═════ Task input

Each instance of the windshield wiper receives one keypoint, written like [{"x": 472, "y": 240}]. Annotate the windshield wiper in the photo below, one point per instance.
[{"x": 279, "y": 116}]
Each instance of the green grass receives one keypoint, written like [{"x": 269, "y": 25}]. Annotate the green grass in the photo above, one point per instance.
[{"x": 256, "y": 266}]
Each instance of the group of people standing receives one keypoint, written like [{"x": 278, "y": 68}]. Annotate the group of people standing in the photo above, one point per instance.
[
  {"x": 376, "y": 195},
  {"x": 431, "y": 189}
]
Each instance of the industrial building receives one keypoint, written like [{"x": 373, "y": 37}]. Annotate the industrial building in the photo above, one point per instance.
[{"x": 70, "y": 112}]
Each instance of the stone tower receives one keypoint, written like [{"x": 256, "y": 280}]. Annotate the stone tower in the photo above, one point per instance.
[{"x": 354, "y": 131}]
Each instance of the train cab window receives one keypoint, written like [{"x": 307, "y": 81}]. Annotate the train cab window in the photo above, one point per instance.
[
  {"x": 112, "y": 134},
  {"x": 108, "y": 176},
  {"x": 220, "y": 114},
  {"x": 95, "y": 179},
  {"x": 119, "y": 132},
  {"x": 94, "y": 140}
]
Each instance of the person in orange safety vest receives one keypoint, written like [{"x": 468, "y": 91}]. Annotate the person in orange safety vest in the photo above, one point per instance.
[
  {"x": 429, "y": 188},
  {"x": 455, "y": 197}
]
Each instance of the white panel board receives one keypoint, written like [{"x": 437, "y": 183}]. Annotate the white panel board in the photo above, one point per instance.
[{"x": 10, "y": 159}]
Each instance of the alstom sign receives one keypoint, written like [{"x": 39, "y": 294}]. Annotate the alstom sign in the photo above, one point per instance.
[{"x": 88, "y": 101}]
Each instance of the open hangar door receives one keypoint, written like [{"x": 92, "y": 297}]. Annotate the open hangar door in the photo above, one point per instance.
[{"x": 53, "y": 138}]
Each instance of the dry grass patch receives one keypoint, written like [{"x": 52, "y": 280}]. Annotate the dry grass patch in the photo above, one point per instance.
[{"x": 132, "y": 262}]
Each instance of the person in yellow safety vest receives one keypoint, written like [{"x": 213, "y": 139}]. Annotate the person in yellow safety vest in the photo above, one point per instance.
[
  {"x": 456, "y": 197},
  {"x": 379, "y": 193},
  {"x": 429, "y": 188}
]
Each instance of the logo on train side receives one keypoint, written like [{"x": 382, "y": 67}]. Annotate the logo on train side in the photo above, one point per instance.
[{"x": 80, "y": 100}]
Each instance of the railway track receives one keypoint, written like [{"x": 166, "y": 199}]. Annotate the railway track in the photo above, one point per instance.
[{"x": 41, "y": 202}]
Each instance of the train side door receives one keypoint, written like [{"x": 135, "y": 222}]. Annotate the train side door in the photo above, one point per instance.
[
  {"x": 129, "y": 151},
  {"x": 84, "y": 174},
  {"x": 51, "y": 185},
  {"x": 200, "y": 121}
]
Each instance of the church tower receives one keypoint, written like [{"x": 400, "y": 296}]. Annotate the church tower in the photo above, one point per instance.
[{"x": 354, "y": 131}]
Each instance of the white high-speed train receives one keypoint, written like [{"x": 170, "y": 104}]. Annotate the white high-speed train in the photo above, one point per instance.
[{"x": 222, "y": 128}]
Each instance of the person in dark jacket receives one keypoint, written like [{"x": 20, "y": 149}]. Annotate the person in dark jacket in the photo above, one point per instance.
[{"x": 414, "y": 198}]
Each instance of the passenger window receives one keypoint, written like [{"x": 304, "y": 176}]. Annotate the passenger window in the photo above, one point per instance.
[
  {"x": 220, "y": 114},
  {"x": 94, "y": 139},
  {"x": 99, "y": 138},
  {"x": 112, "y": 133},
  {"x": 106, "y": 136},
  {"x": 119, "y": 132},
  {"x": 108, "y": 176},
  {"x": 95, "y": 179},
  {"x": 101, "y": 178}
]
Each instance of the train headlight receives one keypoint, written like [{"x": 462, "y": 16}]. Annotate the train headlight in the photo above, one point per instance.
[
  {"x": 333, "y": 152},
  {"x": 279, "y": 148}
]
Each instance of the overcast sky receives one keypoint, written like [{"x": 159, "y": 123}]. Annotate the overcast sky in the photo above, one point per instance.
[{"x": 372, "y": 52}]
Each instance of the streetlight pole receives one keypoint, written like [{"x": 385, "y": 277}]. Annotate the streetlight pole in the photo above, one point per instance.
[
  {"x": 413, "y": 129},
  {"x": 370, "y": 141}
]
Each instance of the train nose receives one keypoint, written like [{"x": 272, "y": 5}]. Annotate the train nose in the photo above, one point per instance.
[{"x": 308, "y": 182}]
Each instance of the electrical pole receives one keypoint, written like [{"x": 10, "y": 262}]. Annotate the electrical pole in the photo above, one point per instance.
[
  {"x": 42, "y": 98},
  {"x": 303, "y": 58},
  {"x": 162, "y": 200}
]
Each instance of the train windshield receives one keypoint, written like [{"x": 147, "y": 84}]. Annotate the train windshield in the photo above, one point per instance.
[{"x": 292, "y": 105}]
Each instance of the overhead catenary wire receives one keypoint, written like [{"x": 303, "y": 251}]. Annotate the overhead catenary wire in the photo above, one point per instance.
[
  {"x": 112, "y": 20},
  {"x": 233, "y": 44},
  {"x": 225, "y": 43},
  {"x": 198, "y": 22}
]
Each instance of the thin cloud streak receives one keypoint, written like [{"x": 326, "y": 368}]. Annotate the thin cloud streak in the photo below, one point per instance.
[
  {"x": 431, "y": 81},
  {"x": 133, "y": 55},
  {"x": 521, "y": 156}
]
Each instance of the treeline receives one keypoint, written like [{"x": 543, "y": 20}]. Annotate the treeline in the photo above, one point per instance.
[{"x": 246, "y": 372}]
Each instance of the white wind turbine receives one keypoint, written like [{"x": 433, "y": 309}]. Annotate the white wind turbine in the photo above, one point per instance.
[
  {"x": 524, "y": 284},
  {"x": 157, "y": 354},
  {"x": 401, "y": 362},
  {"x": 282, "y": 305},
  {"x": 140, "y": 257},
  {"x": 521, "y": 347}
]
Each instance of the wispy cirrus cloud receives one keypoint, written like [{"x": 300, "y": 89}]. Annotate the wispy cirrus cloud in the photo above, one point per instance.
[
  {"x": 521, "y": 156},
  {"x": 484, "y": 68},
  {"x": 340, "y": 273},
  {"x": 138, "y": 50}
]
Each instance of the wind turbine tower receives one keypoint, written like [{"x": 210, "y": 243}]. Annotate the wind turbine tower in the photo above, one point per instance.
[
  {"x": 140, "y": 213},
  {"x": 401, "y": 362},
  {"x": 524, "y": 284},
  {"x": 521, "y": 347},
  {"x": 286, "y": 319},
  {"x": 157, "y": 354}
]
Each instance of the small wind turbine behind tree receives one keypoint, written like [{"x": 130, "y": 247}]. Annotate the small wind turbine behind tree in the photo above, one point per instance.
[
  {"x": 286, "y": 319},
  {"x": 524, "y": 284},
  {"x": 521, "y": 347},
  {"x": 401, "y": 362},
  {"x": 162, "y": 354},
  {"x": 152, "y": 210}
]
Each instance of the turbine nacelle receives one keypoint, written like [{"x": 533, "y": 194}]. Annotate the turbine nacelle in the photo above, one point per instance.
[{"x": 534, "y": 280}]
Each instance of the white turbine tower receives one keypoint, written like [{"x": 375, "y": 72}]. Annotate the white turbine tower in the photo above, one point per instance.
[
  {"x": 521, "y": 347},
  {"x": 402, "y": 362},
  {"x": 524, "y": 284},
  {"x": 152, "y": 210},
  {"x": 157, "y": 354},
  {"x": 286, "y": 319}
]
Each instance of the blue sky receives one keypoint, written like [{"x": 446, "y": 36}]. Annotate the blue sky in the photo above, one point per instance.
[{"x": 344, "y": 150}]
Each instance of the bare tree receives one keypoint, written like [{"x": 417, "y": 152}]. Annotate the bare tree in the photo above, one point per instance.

══════════

Output the line holding "Each instance of the turbine", then every later line through the end of the records above, exactly as given and nothing else.

Each instance of the turbine nacelle receives one keypoint, written like [{"x": 533, "y": 194}]. Annotate the turbine nacelle in the photo above, one point per instance.
[{"x": 534, "y": 280}]
Each instance of the white turbine tower receives one keypoint, written like [{"x": 375, "y": 72}]. Annotate the white turbine tower in the photo above, one point per instance.
[
  {"x": 521, "y": 347},
  {"x": 402, "y": 362},
  {"x": 524, "y": 284},
  {"x": 152, "y": 210},
  {"x": 157, "y": 354},
  {"x": 286, "y": 319}
]
Each instance of the blue sky receives one keypoint, written like [{"x": 446, "y": 36}]. Annotate the blue sky in the photo above, one point per instance.
[{"x": 344, "y": 150}]
Each instance of the bare tree receives one keypoint, written like [{"x": 417, "y": 152}]. Annotate the bare tree in the photo above, one point per instance.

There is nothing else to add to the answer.